Copy the entries below, swapping every "Target" for "Object" and leaving all else unchanged.
□ □ □
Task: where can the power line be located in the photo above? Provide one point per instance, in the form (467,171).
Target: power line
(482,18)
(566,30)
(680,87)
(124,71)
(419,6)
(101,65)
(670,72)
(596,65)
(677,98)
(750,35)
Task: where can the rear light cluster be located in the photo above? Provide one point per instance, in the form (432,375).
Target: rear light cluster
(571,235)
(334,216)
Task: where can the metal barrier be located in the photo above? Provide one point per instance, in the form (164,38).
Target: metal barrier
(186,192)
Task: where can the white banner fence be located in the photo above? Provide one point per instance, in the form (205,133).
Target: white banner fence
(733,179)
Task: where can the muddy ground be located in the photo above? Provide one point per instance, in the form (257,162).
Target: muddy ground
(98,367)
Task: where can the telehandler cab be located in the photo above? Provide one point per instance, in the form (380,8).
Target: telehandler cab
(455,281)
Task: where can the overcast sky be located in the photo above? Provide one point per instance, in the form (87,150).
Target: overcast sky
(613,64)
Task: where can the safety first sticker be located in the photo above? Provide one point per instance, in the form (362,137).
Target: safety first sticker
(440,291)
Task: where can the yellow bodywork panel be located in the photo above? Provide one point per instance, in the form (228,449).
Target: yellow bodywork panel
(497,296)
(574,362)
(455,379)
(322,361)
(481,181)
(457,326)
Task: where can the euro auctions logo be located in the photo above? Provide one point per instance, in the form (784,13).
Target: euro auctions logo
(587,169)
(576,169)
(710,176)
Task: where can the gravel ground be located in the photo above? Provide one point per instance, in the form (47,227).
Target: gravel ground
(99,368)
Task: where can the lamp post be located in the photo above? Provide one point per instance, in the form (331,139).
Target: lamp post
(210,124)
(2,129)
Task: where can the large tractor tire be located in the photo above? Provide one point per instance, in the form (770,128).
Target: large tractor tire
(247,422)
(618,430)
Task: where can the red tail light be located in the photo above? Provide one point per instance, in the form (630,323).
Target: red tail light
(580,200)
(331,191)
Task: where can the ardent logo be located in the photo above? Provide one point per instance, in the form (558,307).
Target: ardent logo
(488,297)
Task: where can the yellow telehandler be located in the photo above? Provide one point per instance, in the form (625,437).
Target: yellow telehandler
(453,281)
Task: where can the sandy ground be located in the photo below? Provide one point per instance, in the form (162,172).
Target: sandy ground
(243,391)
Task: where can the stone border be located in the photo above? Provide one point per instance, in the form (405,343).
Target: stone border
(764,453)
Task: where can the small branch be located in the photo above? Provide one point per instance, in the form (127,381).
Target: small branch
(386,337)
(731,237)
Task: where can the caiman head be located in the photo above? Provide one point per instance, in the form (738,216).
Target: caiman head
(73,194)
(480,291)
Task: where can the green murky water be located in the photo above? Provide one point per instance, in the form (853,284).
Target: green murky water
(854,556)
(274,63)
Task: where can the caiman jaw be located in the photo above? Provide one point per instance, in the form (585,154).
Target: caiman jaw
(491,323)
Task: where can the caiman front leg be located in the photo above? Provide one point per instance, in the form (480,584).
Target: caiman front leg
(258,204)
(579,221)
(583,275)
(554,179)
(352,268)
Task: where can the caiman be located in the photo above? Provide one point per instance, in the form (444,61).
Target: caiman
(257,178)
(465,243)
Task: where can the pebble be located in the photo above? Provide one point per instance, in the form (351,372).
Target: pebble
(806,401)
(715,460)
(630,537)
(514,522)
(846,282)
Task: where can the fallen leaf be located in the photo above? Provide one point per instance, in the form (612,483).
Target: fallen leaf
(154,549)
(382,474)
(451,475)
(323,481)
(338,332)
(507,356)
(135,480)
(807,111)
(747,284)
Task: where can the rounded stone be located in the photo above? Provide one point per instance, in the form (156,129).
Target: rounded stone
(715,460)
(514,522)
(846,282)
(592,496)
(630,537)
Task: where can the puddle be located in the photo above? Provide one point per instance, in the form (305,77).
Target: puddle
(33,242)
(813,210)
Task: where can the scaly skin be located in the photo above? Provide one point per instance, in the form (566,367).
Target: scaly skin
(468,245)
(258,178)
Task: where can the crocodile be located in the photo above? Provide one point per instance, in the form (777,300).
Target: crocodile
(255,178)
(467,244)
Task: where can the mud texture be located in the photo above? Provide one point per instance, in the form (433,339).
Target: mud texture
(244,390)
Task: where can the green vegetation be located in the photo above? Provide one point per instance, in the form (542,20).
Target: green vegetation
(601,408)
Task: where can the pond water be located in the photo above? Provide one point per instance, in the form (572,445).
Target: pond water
□ □ □
• [The output]:
Task: where can the power line be located in the photo above? Provide one point per instance, in the form (467,171).
Object: power line
(482,18)
(566,30)
(680,87)
(124,71)
(419,6)
(101,65)
(670,72)
(596,65)
(677,98)
(750,35)
Task: where can the rear light cluster be located in the photo above? Provide one point per instance, in the form (432,375).
Object: rear light cluster
(571,235)
(334,216)
Task: where can the metal barrier be located in the photo above? Provide one point per instance, in the form (164,38).
Object: metal barrier
(186,192)
Task: where can the white banner fence be located in the photo above? Provide one point per instance, in the form (205,133).
Object: white banner fence
(733,179)
Task: where can the muddy ground be located in the photo above? Provide one point per instance, in the form (257,162).
Object: muddy ground
(98,367)
Task: where can the telehandler cab be located in the photo above? Provide one point per instance, in the form (380,8).
Object: telehandler cab
(455,281)
Task: where can the overcast sky be located in the photo above? Provide one point per instance, in the form (87,150).
Object: overcast sky
(613,64)
Task: where can the safety first sticker be located in the photo above? Provide one point per instance, in the form (362,137).
Object: safety first sticker
(440,291)
Task: where can the yellow bodywork panel be located in the photo above? Provide one point per instance, in the form (228,449).
Object: yellow bodywork panel
(497,296)
(574,362)
(455,379)
(322,361)
(481,181)
(457,326)
Task: where can the euro auctions logo be located in the photo above? Provide one point per instance, in the form (784,13).
Object: euro auctions logo
(587,169)
(576,169)
(710,176)
Task: where can the gravel ground be located in the photo above? Provide one point per instance, in the form (47,227).
Object: gravel ground
(99,368)
Task: where can the lamp post be located in the photo above? Provide one point per instance, in the form (331,139).
Object: lamp post
(210,124)
(2,129)
Task: where can the large tractor tire be located in the photo above? Provide one point per instance, in the form (770,128).
Object: large tractor tire
(247,422)
(618,430)
Task: where can the red tail light be located in the photo above? Provide one point per instance, in the form (630,323).
Object: red tail light
(580,200)
(331,191)
Task: where can the ardent logo be located in the photo above? Provide one point per instance, in the form (558,307).
Object: ardent logo
(488,297)
Task: where can the yellow telehandler be located in the photo above? Provide one point per instance, in the form (625,437).
Object: yellow telehandler
(453,281)
Task: where can the sandy ground be located in the photo below? Provide one point per instance, in the form (162,172).
Object: sandy ground
(243,391)
Task: where can the stone border be located in the photo above? Provide one point per instance, in the form (405,343).
Object: stone border
(764,453)
Task: where can the small branch be located in the photo above? Provide one point per instance, in the form (127,381).
Object: small branch
(386,337)
(731,237)
Task: where can the caiman head be located in the photo above? Provide one point per instance, in the form (738,216).
Object: caiman head
(73,194)
(480,291)
Task: where can the green murky water be located in the photo above? Provide one point per instance, in the form (853,284).
Object: green murky water
(854,556)
(274,63)
Task: where can the caiman jaw be located in the photo above? Provide one point per instance, in the form (585,154).
Object: caiman jaw
(491,323)
Task: where can the caiman front leg be located in the photo above? Provide one point per instance, in the form (480,584).
Object: caiman front leg
(258,204)
(579,221)
(583,275)
(554,179)
(352,268)
Task: where can the caiman be located in the photo above? Provide one point per instance, in the form (444,61).
Object: caiman
(257,178)
(465,243)
Task: where can the pebble be located in the photo above? Provide one point per instance, in the form (351,372).
Object: pebble
(806,401)
(715,460)
(630,537)
(514,522)
(846,282)
Task: where can the fallen leaf be located in the photo above? Provide one point per instance, in the form (612,483).
Object: fallen leaf
(154,549)
(382,474)
(451,475)
(323,481)
(338,332)
(507,356)
(135,480)
(807,111)
(747,284)
Task: where can the rounded stone be located in the photo above? Provide one point per instance, in the form (156,129).
Object: rounded stone
(715,460)
(514,522)
(846,282)
(592,496)
(630,537)
Task: where can the puddle be located in the photo above? Provide one point per instance, in the form (305,77).
Object: puddle
(33,242)
(813,210)
Task: where can the scaly skin be located in the photo above? Provide one point per instance, in the form (566,367).
Object: scaly skin
(468,245)
(258,178)
Task: where can the crocodile be located in the photo above? Provide one point per instance, in the form (777,300).
Object: crocodile
(255,178)
(467,244)
Task: where can the mud texture be located in the photo above? Provide one point per instance, in the form (433,339).
Object: mud texture
(244,390)
Task: where can the green vegetation be located in the photo above? Provide one point per instance, in the form (542,20).
Object: green vegetation
(601,408)
Task: where can the pond water be located in the photo above? Provide one point per instance, in the form (572,445).
Object: pond water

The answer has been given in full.